- _PROBLEM_: From the line with "the decorative chest" up to and including the line with "column 400, row 29", give those lines again with "sofa cushion" switched to "throw pillow" and everything else left unchanged.

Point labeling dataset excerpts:
__________
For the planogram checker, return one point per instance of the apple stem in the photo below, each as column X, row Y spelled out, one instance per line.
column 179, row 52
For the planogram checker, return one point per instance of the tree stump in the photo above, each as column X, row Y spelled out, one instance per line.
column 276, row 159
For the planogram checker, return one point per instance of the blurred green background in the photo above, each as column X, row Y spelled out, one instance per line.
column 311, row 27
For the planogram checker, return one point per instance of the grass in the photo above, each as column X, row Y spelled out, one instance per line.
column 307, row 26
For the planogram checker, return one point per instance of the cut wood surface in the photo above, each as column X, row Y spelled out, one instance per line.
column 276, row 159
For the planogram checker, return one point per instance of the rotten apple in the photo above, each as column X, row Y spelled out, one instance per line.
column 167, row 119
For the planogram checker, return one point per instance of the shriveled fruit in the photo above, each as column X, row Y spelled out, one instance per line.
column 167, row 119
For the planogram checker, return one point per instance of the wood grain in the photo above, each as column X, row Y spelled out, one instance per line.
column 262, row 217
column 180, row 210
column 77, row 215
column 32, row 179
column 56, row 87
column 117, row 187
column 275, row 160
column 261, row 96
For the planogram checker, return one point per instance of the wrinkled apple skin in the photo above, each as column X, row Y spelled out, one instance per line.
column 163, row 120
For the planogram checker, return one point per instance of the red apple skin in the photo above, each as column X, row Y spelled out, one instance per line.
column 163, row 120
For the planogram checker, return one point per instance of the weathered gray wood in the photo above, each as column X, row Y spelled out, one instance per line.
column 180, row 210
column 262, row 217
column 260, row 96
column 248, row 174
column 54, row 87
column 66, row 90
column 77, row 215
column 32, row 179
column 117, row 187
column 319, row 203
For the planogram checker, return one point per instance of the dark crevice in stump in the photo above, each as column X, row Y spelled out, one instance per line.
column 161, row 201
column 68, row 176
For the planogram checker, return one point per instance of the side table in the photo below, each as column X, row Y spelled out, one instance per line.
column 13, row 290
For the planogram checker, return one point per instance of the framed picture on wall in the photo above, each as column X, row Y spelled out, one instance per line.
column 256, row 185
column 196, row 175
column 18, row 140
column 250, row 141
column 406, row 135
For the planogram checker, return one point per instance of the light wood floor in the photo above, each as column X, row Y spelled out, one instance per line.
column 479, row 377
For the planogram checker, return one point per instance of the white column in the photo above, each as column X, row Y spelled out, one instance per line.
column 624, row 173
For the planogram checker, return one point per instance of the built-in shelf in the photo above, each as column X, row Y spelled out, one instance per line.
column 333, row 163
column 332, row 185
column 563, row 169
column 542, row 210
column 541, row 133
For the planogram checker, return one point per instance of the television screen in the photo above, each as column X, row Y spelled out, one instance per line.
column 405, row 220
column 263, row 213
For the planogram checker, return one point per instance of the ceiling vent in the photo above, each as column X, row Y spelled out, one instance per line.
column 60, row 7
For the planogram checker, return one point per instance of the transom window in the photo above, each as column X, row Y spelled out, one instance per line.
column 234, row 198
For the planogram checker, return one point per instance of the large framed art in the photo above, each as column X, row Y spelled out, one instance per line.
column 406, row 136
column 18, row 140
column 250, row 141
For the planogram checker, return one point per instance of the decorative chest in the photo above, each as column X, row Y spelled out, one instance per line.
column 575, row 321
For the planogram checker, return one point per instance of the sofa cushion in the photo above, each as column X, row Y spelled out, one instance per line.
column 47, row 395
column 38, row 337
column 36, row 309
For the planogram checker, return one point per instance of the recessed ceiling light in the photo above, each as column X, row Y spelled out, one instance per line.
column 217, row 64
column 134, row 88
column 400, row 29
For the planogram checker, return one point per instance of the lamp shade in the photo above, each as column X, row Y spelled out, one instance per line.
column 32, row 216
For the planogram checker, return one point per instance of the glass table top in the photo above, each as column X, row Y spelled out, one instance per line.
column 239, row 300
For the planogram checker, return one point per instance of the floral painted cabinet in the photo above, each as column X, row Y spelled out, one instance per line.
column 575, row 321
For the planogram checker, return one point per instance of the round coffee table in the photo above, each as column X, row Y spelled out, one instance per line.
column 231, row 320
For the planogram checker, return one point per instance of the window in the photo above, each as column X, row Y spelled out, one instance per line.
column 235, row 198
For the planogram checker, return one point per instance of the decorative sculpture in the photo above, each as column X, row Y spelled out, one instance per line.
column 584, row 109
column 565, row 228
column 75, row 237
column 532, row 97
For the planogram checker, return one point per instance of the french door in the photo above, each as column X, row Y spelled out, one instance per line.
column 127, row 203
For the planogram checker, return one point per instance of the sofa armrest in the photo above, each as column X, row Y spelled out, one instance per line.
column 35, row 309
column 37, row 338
__________
- _CORRECT RESULT_:
For the planogram checker, return one point per instance of the decorative chest in the photo above, each as column X, row Y spelled out, one instance per line.
column 575, row 321
For the planogram checker, return one point per instance of the throw pillow in the photo above, each as column X, row Y spelled out, one instance per line.
column 47, row 395
column 38, row 337
column 36, row 309
For the planogram checker, return one point per instance of the recessed ceiling light in the photo above, each as column X, row Y spelled out, one instance per line.
column 217, row 64
column 134, row 88
column 400, row 29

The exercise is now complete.